═══ Study text ═══

Since that time there has been dramatic progress in all of these
areas.
Today,
however, the agenda designed during the East-West confrontation is
exhausted and outdated. The question arises as to what actions the
Alliance now should take to implement the remit laid down by the
1999 summit.
There
are many factors which will decide whether NATO’s process becomes
an asset or a hindrance to global non-proliferation and disarmament
efforts. Amongst these are:
-
Reluctance
on the part of the nations which host US sub-strategic weapons
to consider new transparency measures for fear of unleashing
unwelcome new political and environmental debates, both
domestically and in fora such as the process for reviewing and
implementing the nuclear Non-Proliferation Treaty (NPT).
-
Continued
belief within NATO in the applicability of the Strategic Concept
agreed in 1999.
-
Widespread
uncertainty over the possible effects of the US National Missile
Defence (NMD) program on the global arms control architecture,
especially the START process.
-
Long
timelines for progress on cooperation with Russia, especially in
light of the Kosovo conflict and NMD.
-
The
large volume of other work on NATO’s books, not least the
US-led Defence Capabilities Initiative, the relationship with
the European Union’s Common Foreign and Security Policy, and
the continuing NATO operations in Kosovo and Bosnia-Herzegovina.
-
Isolation
of Canada as the only ally prepared to put serious diplomatic
weight behind arms control issues in internal alliance
discussions.
-
Serious
concerns over the state, safety and location of Russian
sub-strategic arsenal.
-
Proliferation
developments in parts of the world such as North Korea, the
Middle East and South Asia.
COMMITMENT TO NPT PROVISIONS
N.B.
The order of the recommendations below follows that of the final
document issued by the NPT 2000 Review Conference, rather than that
of the authors. It is
important to note that the NPT Review Conference document leaves
some of the more fundamental policy issues until later in the list,
despite the fact that decision-making on these matters naturally
will govern other issues mentioned earlier in the list.
A
key decision made by the international community in 2000 was the
package of practical measures to further the implementation of
Article VI of the NPT, agreed at the NPT Review Conference in New
York. The following analysis of practical measures the Alliance
might take to further the decisions made at the NPT Review
Conference concentrates on the measures agreed in respect to Article
VI,[4]
and does not address issues of security assurances or
nuclear-weapon-free zones,[5]
since there is an existing body of proposals on these matters.
However, the issue of the universal application of the NPT is one
that has not received sufficient attention.
Universal
application of the NPT
The NPT Review Conference reaffirmed the need for strict and
universal adherence to the treaty by all states parties. In
the period 1995-2000 and at the Review Conference itself, a number
of states raised concerns about various aspects of NATO nuclear
policy. There are a number of highly technical legal and historical
issues which arise.[6]
Leaving these issues aside, however, a more fundamental one remains
– that is, applicability of the NPT to NATO nations also tied by
allied nuclear doctrine.

═══

Exercise instructions: Please print the passage on NATO and the NPT word for word, starting at "COMMITMENT TO NPT" and ending at "in the list.". The listing after this is separate from the passage on NATO and the NPT.

═══ Given data ═══

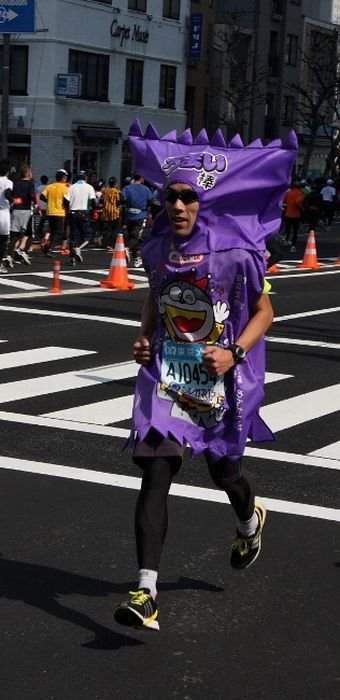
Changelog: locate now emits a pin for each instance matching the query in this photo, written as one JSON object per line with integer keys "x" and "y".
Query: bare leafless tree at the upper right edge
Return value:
{"x": 316, "y": 105}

═══

Response:
COMMITMENT TO NPT PROVISIONS
N.B.
The order of the recommendations below follows that of the final
document issued by the NPT 2000 Review Conference, rather than that
of the authors. It is
important to note that the NPT Review Conference document leaves
some of the more fundamental policy issues until later in the list,
despite the fact that decision-making on these matters naturally
will govern other issues mentioned earlier in the list.